Fantasy and horror are a bit tougher, because I prefer to create my own worlds in those genres; magic and mystery are comfortable wheelhouses for me. Of course, it doesn’t help that some of my fandoms (especially anime, Final Fantasy, and Miyazaki films) I’m way too nervous to touch; I don’t know if you’ve seen Madoka Magica, but I wouldn’t change anything after watching that; it’s perfect just as it is. If we’re going SUPER silly? Ever since Universal announced they were rebooting their universe, I kept thinking about the breakfast cereal. You know, Boo Berry, Franken Berry, Count Chocula, etc.? Yeah, a novel…but instead of scary monsters you get edible marshmallows and the only way to stop them from terrorizing your town is to eat them. Tasty. I have a lot of fun writing the ridiculous, and I don’t get to do that terribly often.
RS: Can you describe how you put a game book, like the Firefly RPG, together?
MV: Sure thing! So, the role I’m elaborating on is called a “developer”. This position requires management and participation in the team-based production of a game (or an entire line) from concept to approvals to print, while balancing the needs and desires of the publisher, license holder, and fans. The logistics of this position will vary widely from license to license and publisher to publisher. The Firefly RPG corebook, for example, was a complex and very involved undertaking for a number of reasons ranging from our focus on the TV show as opposed to the movie, which are two separate licenses, to ensuring that we made a game that Browncoats would be happy with. We encountered a lot of demand for the game after we announced in February 2013 but found there wasn’t enough time to produce a full corebook for our projected launch at GenCon, which took place in August 2013. Since GenCon is a significant show for game releases, we decided to release a preview, instead, so we could incorporate fan feedback for the full corebook.
In general, however, the tasks related to producing a game book happen over many months and might include: designing the production schedule, developing clear outlines and instructions for each book, finding, hiring, and managing other freelance game designers, writers, editors, indexers, artists, and layout artists, managing playtesters, working with sales or marketing partners, sending out contracts, making canon-related decisions and sticking to approval guidelines, etc. In addition to all of this, I feel the biggest responsibility I have as a developer is one of quality control. On each game I develop, I’m involved and participate in every step of production (outlining, writing, editing, layout, proofing, and approvals) to ensure the result is something everyone will love.
::::::::
--- DIRECTIVE A ---
Show every line of the entries that contains the word "light", treating uppercase and lowercase as different.
The game development interview has no connection to the entries.

--- INFORMATION SHOWN ---
::::::::
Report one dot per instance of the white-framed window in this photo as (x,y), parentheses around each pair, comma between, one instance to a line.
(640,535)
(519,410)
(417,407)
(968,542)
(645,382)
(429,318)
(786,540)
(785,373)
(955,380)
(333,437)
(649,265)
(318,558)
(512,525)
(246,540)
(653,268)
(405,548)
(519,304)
::::::::
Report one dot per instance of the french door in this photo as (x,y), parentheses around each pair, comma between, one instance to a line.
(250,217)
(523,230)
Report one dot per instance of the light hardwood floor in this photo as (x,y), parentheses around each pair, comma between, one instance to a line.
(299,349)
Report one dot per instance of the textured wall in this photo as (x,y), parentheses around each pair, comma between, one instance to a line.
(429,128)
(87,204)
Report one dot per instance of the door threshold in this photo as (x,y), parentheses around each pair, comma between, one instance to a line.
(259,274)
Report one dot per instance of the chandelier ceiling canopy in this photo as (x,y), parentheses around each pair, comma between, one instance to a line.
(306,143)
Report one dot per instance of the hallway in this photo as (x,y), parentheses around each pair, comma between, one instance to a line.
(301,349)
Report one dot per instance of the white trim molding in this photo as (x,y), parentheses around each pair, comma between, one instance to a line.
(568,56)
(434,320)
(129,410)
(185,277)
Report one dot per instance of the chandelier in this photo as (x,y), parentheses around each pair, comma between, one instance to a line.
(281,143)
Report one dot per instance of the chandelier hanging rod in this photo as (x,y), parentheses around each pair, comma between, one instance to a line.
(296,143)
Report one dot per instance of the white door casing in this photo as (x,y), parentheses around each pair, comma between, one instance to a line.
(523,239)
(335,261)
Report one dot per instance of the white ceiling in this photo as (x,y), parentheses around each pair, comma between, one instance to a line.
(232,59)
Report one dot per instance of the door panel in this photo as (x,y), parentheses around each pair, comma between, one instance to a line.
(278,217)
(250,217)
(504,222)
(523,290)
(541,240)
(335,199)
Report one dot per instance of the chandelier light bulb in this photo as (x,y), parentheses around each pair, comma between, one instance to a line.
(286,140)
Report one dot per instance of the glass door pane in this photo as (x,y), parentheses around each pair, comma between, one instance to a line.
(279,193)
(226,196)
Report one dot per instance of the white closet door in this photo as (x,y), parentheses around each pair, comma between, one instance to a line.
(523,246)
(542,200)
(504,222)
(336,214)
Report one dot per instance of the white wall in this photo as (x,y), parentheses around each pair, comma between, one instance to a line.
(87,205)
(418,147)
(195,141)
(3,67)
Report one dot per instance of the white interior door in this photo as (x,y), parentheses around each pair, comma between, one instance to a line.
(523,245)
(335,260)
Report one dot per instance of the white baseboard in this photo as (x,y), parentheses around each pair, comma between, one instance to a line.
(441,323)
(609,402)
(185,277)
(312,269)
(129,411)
::::::::
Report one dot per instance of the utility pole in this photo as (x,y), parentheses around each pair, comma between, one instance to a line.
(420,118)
::::::::
--- DIRECTIVE B ---
Continue the game development interview from the point where it stops.

--- TASK RESPONSE A ---
Report one dot per instance of the light hardwood floor in this photo as (x,y), parentheses around each pair, comma between, one instance to a line.
Report one dot per instance of the chandelier light bulb in this photo as (x,y), parentheses around each pair, comma between, one instance to a line.

--- TASK RESPONSE B ---
RS: You also wrote and designed a dictionary and encyclopedia for Firefly. Can you tell us about those books?
MV: I had a great deal of fun working with my editor at Titan Books to produce Firefly: The Gorramn Shiniest Language Guide and Phrasebook in the ’Verse, which is available on April 12th. We designed this reference book to pull words from the television show scripts and define them, in context, for the benefit of the reader so that they might get a clear idea of what it’s like to live in the ’Verse. Every word chosen was intentional—even the simpler words—to establish what setting bits and pieces of dialogue mirrored our own world exactly as we know them, and to contrast the definitions that are slightly shifted or engineered to fit the world of Firefly. We also added character write-ups for the cast and a huge section featuring Jenny Lynn, the show’s translator, and her work on Firefly.
Following this, I was hired to write the Firefly Encyclopedia. Revisiting the universe, I was able to incorporate the comics to write a narrative retelling of the story thus far, dive into the culture, offer interviews, feature Tony Lee’s work (who was the Chinese translator on both the Firefly and Serenity RPG lines), and provide an analysis of the scripts that included my commentary and information about the story’s inspiration.
Both books are available wherever they are sold. When I was in Seattle recently, I signed some copies of the encyclopedia at the Barnes and Noble, but they’re going fast!
RS: If the characters from Firefly could choose any cake flavors, which flavors would they choose?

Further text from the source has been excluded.